Estratto del documento
------------------------------------------------------------

Il giudice si avventura senza paura nel definire il contenuto e la natura dell’attività sindacale per poter escludere l’azione di Mignano e degli altri operai che erano con lui, dall’ambito di una legittima azione sindacale. Confonde il comitato di lotta dei cassintegrati e licenziati FIAT con un comitato di giocatori di bocce o pescatori. Per questo attento conoscitore di cose sindacali, l’attività del Comitato o gruppo non ha niente a che fare con lo specifico rapporto di lavoro che li lega alla Fiat. Il giudice non sa che l’attività sindacale viene prima dalla specifica forma organizzativa che assume, essa è propria del lavoratore che si coalizza per difendersi nel rapporto di lavoratore subordinato. L’attività sindacale non si identifica con un’organizzazione sindacale specifica ma per le finalità che si propone. Il Comitato in questione è una forma organizzata di attività sindacale, che tratta di cassintegrazione e licenziamenti che sono per loro natura prima di tutto problemi “sindacali”.

Il giudice è fautore invece di una vecchia tesi, tornata ora di moda, che solo il sindacato riconosciuto come tale da padroni e governi, una specie di sindacato di Stato, può svolgere attività sindacale. Andava di moda nel ventennio.

A questo punto il giudice entra nell’annoso problema della libertà di critica dello schiavo che non deve arrecare grave nocumento morale al proprio padrone. Lo schiavo non chiede un’astratta libertà di critica, non rivendica la liberta di dire ciò che pensa al padrone, rivendica invece la possibilità di denunciare ciò che lui è, rivendica la possibilità di rendere collettiva la sua presa di coscienza della schiavitù industriale a cui è sottomesso, rivendica la possibilità di chiamare il suo imprenditore padrone, di individuarlo come un detentore di schiavi. Siamo già in pericolo di arrecare un grave danno all’impresa, siamo già in pericolo di essere licenziati? Cosa c’entra la liberta di critica fatta dentro certi limiti, dell’uso di termini non offensivi ecc. delle notizie giornalistiche veritiere? Niente.

------------------------------------------------------------

Consegna 1
Perché, nell'estratto sulla sentenza del giudice, il Comitato dei cassintegrati e licenziati FIAT è considerato una forma di attività sindacale? Spiegalo in due o tre frasi.
Consegna 2
Prosegui l'estratto sulla sentenza del giudice partendo dall'ultima frase riportata.

Blocco di dati
------------------------------------------------------------

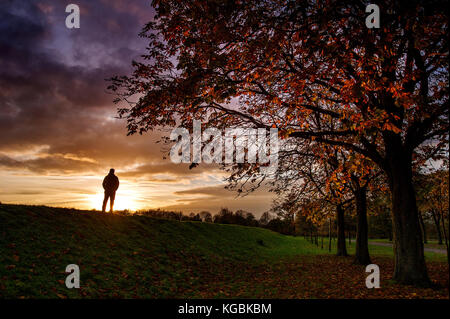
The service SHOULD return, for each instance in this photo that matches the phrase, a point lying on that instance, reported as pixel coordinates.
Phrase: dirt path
(433, 250)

------------------------------------------------------------

Risposta scritta 1
L'attività sindacale non si identifica con un'organizzazione specifica ma con le finalità che si propone, ed è propria del lavoratore che si coalizza per difendersi nel rapporto di lavoro subordinato. Il Comitato si occupa di cassa integrazione e licenziamenti, che sono prima di tutto problemi sindacali. Per questo ne costituisce una forma organizzata.

Risposta scritta 2
Il problema va posto in altri termini. Ci dobbiamo chiedere fino a quando l’attività di denuncia e di contrasto degli operai contro i padroni è possibile entro questo sistema di leggi? La risposta del giudice è semplice “fino a quando questa attività non produce grave nocumento morale e materiale al padrone”. Chi stabilirà questo limite? Sarà il giudice a stabilirlo e indicherà agli schiavi il grado di sottomissione che la società in quel momento impone loro . Finalmente la libertà di espressione trova il suo fondamento nella società reale. All’operaio subordinato questa libertà è data nei limiti che il suo padrone può accettare, altrimenti, se l’operaio passa il limite, potrà sempre correre dal magistrato a lamentarsi del danno morale e materiale che ne ha ricevuto e il giudice non farà altro che sanzionare lo schiavo. La sentenza in questione ci dice senza mezze misure che la legge è fatta dai padroni per i padroni, e la sua base sociale non cambia nemmeno quando per una serie di particolari circostanze una miserabile sentenza può darci ragione in quanto operai.

Veniamo al perno centrale del “riprovevole” atto compiuto da Mignano e altri.

Siamo nella realtà di una serie di suicidi di operai in cassa integrazione presi dalla disperazione, si suicidano mettendosi un cappio attorno al collo. Sono compagni di lavoro di Mignano che la Fiat ha sbattuto fuori dalla fabbrica, esiliati alcuni in reparti confino.

Come denunciare questo stato di cose, come rompere il silenzio di tutta la società su una tragedia del genere? La scelta è rappresentare, qui, nella finzione, lo stesso atto disperato, ma questa volta interpretato dal padrone (se è lecito chiamarlo così). Ora è il signor Marchionne che nella rappresentazione si suicida, lasciando un testamento in cui si ravvede della sua condotta.

Il giudice diventa, nella sentenza, un critico teatrale: la scena del suicidio del padrone è forte, troppo forte per il suo debole stomaco. Ma è solo una messa in scena di un suicidio, non dell’esecuzione di una sentenza emessa da un tribunale operaio. Il giudice tenta di confondere le acque aprendo alla possibilità che possa essere interpretata in altro modo da parte di terzi osservatori, ma è la rappresentazione del suicidio di Marchionne e non altro.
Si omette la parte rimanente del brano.